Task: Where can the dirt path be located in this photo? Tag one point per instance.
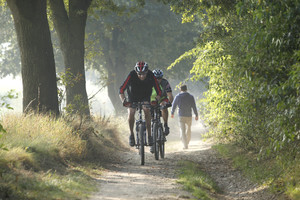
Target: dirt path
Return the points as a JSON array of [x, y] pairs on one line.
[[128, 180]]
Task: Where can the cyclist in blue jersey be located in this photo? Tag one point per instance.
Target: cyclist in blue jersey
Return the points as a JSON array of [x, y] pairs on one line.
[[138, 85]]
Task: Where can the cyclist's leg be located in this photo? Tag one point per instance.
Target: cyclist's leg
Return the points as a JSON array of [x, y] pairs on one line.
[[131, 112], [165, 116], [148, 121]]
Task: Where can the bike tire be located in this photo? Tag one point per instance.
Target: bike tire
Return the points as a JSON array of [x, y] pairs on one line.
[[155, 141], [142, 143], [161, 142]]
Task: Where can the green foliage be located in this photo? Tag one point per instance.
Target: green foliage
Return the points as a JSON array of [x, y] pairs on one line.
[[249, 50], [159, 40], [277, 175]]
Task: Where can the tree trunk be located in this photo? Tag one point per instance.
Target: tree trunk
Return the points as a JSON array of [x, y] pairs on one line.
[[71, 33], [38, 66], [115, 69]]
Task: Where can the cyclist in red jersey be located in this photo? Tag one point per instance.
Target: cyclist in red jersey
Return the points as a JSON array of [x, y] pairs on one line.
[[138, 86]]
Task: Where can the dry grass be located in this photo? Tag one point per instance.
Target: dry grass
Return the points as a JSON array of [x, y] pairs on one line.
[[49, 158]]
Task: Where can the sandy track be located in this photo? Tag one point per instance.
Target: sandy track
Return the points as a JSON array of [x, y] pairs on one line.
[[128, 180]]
***
> Exercise
Please repeat the records above exactly, leaving every picture out.

> Task solution
Task: Where can the dirt path be located in this photo? Tag one point per instance.
Target: dirt path
Return the points as a JSON array of [x, y] pairs on one line.
[[128, 180]]
Task: Where can the cyclist in blue jersey be located in this photo? Tag one point per instance.
Target: cyclist in blue jersey
Return the points as a JSON array of [x, y] pairs on one line.
[[138, 85]]
Task: Where can the cyclist's leg be located in this photo? Tag one point per instance.
Target: cyclist's leg
Return the points as a JSON array of [x, y] pairs on one line.
[[131, 112], [165, 116], [148, 121]]
Task: Where can the bike tire be located in this photo? Tag one point per instance.
Target: bike tire
Return the points as a JSON array of [x, y] pairs on one line.
[[155, 141], [142, 143], [161, 142]]
Task: Where can the green foliage be located in this photo? Tag one point per instance.
Target: green foliage
Return the points as a JSON array of [x, y] pairs on one line.
[[249, 50], [159, 40], [277, 175]]
Task: Where can the tree trunk be located in this photo? Tag one point per instance.
Target: tree trunk
Return the points as a JSON array of [x, y] pairs on one line.
[[71, 33], [38, 66], [115, 69]]
Task: Where can the cyclist in red jersey be located in this photo? Tag one point per instance.
Target: cyclist in red jersey
Return the points as a JSON array of [x, y] pairs on one line.
[[138, 86]]
Task: Where can the dry grass be located in this photo? Tag one point per instance.
Target: dry grass
Return the points as a JSON array of [x, y] pairs on one line.
[[49, 158]]
Task: Where can the sandy track be located in this photo? Tag one point per instance.
Target: sandy track
Return the points as a JSON array of [x, y] pairs on one line.
[[128, 180]]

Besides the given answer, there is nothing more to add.